Repeat exactly the lines of the listing from the line containing "query | spot the black alloy" through its last line, and nothing beyond them.

==== DATA ROWS

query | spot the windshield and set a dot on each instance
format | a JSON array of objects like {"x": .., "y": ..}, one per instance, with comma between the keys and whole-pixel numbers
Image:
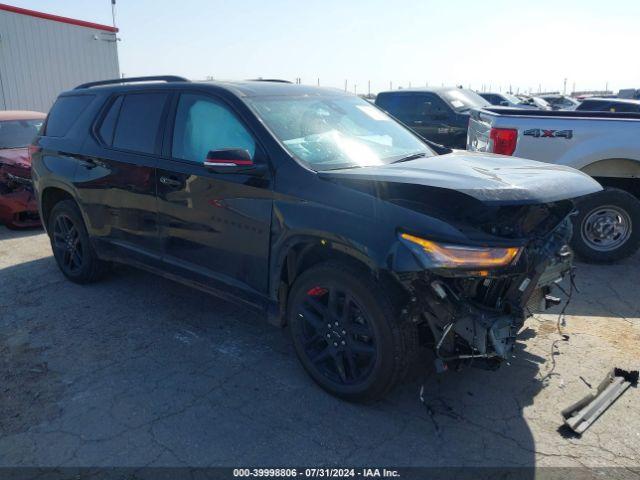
[
  {"x": 18, "y": 133},
  {"x": 462, "y": 99},
  {"x": 333, "y": 132}
]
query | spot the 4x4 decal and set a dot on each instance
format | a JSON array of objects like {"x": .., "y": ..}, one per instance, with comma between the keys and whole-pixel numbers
[{"x": 537, "y": 133}]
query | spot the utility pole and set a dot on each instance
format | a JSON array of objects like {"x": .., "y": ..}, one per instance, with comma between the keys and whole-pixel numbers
[{"x": 113, "y": 12}]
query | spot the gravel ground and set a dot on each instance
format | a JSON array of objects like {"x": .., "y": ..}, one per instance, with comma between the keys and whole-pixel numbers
[{"x": 138, "y": 370}]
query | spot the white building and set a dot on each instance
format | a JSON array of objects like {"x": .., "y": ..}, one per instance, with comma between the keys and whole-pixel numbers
[{"x": 42, "y": 55}]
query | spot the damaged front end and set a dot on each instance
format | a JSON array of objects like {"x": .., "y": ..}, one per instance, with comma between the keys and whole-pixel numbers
[
  {"x": 474, "y": 299},
  {"x": 18, "y": 205}
]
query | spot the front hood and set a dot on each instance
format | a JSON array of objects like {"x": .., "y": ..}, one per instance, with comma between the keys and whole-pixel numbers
[
  {"x": 489, "y": 178},
  {"x": 15, "y": 156},
  {"x": 15, "y": 162}
]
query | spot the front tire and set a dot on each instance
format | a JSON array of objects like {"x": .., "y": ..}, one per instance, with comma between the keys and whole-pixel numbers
[
  {"x": 607, "y": 227},
  {"x": 346, "y": 332},
  {"x": 71, "y": 246}
]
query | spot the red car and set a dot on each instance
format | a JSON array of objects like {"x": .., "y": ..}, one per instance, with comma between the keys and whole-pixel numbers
[{"x": 18, "y": 206}]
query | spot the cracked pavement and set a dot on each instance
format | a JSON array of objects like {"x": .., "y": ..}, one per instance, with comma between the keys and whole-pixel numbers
[{"x": 140, "y": 371}]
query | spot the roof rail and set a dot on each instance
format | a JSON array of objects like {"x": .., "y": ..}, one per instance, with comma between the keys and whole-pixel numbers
[
  {"x": 275, "y": 80},
  {"x": 114, "y": 81}
]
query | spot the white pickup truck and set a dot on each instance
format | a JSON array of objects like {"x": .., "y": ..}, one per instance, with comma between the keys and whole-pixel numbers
[{"x": 603, "y": 145}]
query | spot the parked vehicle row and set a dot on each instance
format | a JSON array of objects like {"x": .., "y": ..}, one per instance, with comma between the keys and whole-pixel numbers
[
  {"x": 18, "y": 206},
  {"x": 315, "y": 207},
  {"x": 604, "y": 145}
]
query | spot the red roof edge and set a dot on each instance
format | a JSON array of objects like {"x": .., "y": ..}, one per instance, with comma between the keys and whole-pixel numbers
[{"x": 56, "y": 18}]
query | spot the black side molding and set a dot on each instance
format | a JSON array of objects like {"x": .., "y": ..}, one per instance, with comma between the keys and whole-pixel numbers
[{"x": 156, "y": 78}]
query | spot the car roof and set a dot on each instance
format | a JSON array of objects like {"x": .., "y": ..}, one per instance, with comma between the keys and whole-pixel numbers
[
  {"x": 21, "y": 115},
  {"x": 424, "y": 90},
  {"x": 614, "y": 100},
  {"x": 245, "y": 88}
]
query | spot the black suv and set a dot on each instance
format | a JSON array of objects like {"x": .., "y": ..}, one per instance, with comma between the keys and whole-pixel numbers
[
  {"x": 440, "y": 115},
  {"x": 312, "y": 206}
]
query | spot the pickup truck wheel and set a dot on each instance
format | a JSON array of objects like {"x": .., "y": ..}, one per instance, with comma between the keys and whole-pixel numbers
[
  {"x": 71, "y": 246},
  {"x": 346, "y": 334},
  {"x": 607, "y": 227}
]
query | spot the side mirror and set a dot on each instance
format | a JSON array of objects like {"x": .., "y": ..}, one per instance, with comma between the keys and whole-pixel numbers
[{"x": 232, "y": 160}]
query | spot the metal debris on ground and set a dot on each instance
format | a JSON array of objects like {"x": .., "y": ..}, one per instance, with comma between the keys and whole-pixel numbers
[{"x": 579, "y": 416}]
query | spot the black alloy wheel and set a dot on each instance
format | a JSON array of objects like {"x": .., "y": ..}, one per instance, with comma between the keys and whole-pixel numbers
[
  {"x": 346, "y": 331},
  {"x": 71, "y": 246},
  {"x": 336, "y": 335},
  {"x": 67, "y": 245}
]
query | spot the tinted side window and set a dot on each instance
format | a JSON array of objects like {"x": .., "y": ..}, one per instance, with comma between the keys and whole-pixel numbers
[
  {"x": 204, "y": 124},
  {"x": 138, "y": 122},
  {"x": 589, "y": 106},
  {"x": 624, "y": 107},
  {"x": 492, "y": 99},
  {"x": 108, "y": 126},
  {"x": 402, "y": 106},
  {"x": 434, "y": 105},
  {"x": 64, "y": 113}
]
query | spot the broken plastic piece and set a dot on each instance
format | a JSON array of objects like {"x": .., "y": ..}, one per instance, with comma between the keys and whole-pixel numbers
[
  {"x": 579, "y": 416},
  {"x": 441, "y": 366}
]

========

[THE SOLUTION]:
query | spot the black alloy wheel and set a dot on each instance
format | a JSON array of objects like {"x": .., "y": ..}, one per instance, with comma between the keys and whole-pixel numbers
[
  {"x": 346, "y": 331},
  {"x": 71, "y": 246},
  {"x": 336, "y": 335},
  {"x": 67, "y": 245}
]
query | spot the tinted side window and set a dot on each instance
format | a JSON array of objects like {"x": .., "y": ..}, one per instance, with comma between the keys and whole-pixel numbers
[
  {"x": 204, "y": 124},
  {"x": 138, "y": 122},
  {"x": 589, "y": 106},
  {"x": 624, "y": 107},
  {"x": 492, "y": 99},
  {"x": 108, "y": 126},
  {"x": 402, "y": 106},
  {"x": 434, "y": 105},
  {"x": 64, "y": 113}
]
query | spot the broken plastic piece and set a dot on each instance
format | a JSON array of objects like {"x": .., "y": ..}, one per instance, with comma between the keys and whole-pixel numbers
[
  {"x": 579, "y": 416},
  {"x": 441, "y": 366}
]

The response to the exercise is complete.